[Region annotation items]
____

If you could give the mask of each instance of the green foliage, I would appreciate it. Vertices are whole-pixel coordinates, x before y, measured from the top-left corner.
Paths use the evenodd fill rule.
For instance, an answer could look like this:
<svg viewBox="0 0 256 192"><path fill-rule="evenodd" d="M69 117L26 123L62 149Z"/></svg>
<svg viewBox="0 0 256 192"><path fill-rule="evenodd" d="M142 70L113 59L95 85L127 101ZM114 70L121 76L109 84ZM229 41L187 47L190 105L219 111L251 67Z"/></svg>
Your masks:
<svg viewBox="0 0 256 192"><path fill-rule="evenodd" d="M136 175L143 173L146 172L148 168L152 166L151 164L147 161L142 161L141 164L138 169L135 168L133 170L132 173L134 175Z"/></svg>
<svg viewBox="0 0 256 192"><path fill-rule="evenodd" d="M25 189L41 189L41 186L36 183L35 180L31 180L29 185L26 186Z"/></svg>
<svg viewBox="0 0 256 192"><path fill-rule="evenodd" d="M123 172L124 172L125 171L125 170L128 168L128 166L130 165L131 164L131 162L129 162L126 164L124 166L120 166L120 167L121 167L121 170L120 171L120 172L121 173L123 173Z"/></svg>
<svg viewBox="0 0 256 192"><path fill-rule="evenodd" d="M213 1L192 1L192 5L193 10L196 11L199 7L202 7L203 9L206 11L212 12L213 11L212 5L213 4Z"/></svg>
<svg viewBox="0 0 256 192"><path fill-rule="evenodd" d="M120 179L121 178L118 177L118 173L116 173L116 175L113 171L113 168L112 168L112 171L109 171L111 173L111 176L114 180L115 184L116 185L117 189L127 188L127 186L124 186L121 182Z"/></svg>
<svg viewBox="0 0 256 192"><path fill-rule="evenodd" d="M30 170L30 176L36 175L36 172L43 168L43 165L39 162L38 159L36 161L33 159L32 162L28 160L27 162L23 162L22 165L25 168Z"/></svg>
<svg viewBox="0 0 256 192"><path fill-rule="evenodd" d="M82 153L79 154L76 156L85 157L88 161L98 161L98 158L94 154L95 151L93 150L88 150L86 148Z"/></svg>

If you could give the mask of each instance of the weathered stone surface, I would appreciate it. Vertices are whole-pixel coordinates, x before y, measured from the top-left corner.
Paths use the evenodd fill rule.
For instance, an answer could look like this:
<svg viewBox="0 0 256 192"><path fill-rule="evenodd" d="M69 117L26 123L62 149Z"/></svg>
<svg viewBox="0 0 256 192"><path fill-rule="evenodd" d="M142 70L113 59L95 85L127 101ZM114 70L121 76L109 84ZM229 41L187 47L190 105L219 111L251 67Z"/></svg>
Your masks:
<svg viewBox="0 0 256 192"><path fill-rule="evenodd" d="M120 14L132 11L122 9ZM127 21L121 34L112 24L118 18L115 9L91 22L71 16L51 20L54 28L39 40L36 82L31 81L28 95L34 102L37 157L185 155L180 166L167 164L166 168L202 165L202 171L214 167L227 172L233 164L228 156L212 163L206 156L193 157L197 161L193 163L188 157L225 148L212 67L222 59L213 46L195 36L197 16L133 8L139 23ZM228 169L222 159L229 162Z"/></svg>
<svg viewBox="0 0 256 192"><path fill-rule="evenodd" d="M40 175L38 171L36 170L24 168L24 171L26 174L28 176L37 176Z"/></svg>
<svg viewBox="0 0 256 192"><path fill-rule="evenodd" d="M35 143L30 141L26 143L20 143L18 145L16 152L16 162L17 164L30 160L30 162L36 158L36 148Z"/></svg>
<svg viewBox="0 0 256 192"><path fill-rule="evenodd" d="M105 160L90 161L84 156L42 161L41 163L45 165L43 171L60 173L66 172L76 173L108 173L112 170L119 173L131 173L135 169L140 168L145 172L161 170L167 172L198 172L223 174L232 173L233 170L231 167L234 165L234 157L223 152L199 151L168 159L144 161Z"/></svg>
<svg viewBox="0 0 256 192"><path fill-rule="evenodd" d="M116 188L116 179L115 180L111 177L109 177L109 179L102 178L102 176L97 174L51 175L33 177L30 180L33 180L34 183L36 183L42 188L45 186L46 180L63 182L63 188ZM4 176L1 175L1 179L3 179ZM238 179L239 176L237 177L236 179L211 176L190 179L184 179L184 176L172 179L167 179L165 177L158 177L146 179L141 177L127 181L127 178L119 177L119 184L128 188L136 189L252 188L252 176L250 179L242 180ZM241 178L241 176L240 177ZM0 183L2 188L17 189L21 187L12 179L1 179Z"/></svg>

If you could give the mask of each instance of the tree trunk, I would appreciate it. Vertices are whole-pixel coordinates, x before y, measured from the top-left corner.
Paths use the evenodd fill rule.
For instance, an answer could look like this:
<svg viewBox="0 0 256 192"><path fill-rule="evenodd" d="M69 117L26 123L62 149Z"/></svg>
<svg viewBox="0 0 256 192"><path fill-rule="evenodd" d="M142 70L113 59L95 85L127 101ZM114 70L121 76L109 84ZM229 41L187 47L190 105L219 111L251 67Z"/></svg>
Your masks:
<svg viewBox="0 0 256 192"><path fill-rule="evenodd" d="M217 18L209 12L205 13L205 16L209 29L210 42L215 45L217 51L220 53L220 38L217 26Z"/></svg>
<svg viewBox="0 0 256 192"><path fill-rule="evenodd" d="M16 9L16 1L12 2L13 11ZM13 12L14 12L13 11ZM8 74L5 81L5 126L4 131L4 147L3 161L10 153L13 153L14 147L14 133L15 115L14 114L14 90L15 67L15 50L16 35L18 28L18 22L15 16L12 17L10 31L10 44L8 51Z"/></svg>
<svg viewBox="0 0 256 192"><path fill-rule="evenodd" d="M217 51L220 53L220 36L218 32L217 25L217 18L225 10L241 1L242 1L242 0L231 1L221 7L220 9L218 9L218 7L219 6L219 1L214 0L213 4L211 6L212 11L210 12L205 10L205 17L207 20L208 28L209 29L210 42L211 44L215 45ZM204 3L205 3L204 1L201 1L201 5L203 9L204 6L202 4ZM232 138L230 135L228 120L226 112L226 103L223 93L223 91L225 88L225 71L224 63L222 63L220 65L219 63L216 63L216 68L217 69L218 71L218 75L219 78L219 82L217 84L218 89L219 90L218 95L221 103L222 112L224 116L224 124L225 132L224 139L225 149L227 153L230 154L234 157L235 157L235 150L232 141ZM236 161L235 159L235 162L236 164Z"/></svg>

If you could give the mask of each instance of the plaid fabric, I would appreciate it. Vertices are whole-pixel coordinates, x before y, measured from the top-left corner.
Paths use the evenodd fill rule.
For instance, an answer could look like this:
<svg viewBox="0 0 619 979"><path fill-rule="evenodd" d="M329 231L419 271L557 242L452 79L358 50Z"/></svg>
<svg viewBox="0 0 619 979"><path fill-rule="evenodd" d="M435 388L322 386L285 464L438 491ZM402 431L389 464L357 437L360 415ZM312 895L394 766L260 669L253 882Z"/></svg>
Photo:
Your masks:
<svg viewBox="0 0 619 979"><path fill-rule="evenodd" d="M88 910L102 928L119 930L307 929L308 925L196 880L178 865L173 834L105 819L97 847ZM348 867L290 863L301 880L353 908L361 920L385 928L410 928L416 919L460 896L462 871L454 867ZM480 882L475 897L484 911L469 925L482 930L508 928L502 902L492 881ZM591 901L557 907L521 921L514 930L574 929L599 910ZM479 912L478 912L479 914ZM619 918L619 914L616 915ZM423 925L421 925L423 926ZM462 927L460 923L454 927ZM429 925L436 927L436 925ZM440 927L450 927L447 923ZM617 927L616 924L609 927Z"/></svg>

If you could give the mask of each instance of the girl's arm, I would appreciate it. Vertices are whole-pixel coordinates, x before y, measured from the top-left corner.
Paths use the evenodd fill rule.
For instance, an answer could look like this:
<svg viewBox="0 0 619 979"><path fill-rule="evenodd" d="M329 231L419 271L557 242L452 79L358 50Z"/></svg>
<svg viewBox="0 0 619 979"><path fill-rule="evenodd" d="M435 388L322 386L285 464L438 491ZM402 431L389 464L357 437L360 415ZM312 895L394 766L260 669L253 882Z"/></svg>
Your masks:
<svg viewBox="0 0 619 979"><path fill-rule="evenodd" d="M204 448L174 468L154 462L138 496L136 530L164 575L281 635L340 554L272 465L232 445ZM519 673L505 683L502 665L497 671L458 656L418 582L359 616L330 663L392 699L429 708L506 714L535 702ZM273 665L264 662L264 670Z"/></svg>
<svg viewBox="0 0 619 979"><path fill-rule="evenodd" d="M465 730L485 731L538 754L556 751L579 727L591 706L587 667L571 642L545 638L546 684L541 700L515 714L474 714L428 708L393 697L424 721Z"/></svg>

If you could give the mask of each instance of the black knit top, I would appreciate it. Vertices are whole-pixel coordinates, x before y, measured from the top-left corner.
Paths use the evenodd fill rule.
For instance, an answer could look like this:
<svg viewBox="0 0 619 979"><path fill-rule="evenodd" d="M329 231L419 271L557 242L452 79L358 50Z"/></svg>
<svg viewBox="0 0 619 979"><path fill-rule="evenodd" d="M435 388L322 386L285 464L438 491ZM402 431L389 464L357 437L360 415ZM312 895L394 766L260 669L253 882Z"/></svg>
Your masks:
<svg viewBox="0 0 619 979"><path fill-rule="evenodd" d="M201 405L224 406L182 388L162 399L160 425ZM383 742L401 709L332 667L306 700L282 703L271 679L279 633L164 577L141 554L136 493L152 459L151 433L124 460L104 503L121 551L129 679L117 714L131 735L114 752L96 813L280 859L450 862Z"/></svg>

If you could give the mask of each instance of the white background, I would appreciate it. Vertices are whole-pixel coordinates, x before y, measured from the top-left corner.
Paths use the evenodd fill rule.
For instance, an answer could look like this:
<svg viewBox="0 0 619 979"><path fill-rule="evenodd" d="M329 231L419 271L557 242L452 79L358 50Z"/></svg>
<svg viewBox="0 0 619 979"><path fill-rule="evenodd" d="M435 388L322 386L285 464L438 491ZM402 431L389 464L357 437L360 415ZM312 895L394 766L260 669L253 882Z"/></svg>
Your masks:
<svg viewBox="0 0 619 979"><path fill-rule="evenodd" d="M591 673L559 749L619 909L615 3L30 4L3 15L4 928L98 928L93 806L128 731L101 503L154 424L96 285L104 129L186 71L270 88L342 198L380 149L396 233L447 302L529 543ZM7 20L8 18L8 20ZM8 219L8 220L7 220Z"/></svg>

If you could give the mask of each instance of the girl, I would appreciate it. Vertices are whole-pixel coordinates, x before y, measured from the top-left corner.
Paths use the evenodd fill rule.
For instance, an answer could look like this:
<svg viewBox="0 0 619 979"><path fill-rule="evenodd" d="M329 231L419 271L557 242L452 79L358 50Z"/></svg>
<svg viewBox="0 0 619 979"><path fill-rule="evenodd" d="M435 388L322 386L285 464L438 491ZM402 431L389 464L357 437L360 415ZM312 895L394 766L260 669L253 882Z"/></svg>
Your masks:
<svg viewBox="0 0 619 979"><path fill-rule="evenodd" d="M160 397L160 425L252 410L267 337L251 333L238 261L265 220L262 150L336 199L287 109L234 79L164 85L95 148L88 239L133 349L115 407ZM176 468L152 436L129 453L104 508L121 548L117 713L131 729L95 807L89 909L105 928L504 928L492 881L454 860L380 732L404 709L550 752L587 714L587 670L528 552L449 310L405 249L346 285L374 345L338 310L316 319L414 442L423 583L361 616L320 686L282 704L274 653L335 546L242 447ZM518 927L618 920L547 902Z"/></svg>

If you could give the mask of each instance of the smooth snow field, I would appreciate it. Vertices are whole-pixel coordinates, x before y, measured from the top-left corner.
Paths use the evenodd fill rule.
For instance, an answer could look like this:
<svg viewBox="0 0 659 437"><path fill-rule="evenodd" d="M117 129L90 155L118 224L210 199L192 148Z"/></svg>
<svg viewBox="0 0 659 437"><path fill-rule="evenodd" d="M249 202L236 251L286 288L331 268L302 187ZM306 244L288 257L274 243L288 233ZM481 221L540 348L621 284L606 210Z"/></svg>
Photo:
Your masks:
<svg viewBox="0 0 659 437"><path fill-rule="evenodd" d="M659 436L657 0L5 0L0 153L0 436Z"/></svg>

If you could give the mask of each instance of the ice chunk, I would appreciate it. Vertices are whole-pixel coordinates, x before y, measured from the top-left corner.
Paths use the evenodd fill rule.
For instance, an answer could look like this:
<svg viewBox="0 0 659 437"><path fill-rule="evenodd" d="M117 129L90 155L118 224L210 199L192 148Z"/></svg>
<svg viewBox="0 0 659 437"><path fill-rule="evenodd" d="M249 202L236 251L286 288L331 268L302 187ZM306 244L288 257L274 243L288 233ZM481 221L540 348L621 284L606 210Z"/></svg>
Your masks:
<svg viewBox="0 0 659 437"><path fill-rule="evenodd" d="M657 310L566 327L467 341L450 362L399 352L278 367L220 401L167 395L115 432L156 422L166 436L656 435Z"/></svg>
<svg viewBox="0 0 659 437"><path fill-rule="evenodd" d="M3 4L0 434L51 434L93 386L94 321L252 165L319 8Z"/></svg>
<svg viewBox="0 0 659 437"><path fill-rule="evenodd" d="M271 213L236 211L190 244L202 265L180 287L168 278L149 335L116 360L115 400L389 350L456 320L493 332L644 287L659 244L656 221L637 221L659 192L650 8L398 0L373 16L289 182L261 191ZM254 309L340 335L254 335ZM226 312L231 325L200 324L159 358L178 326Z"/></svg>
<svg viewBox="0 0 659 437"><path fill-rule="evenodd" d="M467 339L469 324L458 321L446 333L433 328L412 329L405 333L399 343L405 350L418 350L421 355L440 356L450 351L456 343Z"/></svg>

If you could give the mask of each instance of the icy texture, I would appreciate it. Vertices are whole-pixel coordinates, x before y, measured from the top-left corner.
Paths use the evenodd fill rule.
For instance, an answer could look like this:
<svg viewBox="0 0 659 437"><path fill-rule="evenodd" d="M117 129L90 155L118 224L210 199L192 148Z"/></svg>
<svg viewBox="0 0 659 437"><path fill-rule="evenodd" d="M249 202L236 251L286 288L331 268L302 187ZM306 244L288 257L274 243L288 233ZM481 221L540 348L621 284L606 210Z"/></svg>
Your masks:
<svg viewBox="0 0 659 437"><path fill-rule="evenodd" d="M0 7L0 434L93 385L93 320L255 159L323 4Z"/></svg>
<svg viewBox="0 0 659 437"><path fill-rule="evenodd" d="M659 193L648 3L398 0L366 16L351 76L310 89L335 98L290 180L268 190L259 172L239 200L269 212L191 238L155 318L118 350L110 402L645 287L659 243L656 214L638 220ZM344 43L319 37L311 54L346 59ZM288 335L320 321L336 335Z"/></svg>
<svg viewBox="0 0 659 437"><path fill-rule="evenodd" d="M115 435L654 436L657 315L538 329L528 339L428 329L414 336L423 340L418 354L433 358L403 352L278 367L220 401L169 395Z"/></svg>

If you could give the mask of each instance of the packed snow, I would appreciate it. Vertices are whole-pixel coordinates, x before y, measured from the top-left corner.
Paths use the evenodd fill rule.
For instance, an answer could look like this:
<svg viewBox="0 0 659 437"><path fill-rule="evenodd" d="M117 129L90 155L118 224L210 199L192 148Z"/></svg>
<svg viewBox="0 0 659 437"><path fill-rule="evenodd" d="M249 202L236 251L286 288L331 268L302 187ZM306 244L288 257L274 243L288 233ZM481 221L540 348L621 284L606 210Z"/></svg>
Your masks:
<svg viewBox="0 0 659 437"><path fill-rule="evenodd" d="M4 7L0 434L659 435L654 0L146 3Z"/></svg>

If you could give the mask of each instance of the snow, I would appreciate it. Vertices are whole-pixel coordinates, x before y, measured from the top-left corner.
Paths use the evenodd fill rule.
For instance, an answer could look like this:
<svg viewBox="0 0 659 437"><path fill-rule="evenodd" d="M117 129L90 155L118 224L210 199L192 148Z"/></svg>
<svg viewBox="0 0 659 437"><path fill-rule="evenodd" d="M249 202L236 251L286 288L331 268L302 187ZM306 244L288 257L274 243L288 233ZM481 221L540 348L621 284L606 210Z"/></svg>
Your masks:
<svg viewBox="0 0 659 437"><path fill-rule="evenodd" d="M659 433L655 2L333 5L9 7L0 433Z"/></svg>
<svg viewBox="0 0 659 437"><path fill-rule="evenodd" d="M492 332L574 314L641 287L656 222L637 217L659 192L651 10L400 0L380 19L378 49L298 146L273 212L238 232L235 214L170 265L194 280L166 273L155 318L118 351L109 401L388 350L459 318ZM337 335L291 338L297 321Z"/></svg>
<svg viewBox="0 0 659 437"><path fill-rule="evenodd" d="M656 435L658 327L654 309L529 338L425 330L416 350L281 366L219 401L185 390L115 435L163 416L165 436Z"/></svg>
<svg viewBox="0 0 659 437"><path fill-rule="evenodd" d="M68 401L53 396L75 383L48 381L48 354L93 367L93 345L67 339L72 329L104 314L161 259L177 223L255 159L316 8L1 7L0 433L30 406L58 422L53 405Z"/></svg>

____

**WORK REQUIRED**
Copy out the stretch of rows from the line containing "of the girl's" through the line containing "730L485 731L538 754L556", both included, with every character unchanged.

**CORRECT ANSWER**
If you could give the mask of each instance of the girl's arm, I would appreciate it. Vertices are whole-pixel coordinates, x before y, measured from the top-left corner.
Paths use the evenodd fill rule.
For instance, an answer could look like this:
<svg viewBox="0 0 619 979"><path fill-rule="evenodd" d="M329 231L419 271L557 242L452 79L358 50Z"/></svg>
<svg viewBox="0 0 619 979"><path fill-rule="evenodd" d="M435 388L322 386L285 464L438 491ZM402 431L389 464L357 437L360 415ZM312 895L394 766L260 669L253 882Z"/></svg>
Your masks:
<svg viewBox="0 0 619 979"><path fill-rule="evenodd" d="M204 448L174 468L154 462L138 496L136 530L164 575L281 635L340 554L272 465L232 445ZM519 673L505 683L502 665L497 671L458 656L418 582L359 616L330 663L392 699L429 708L506 714L535 702ZM273 665L264 662L264 670Z"/></svg>
<svg viewBox="0 0 619 979"><path fill-rule="evenodd" d="M465 730L485 731L538 754L556 751L579 727L591 706L587 667L571 642L545 638L546 684L541 700L515 714L474 714L428 708L393 697L424 721Z"/></svg>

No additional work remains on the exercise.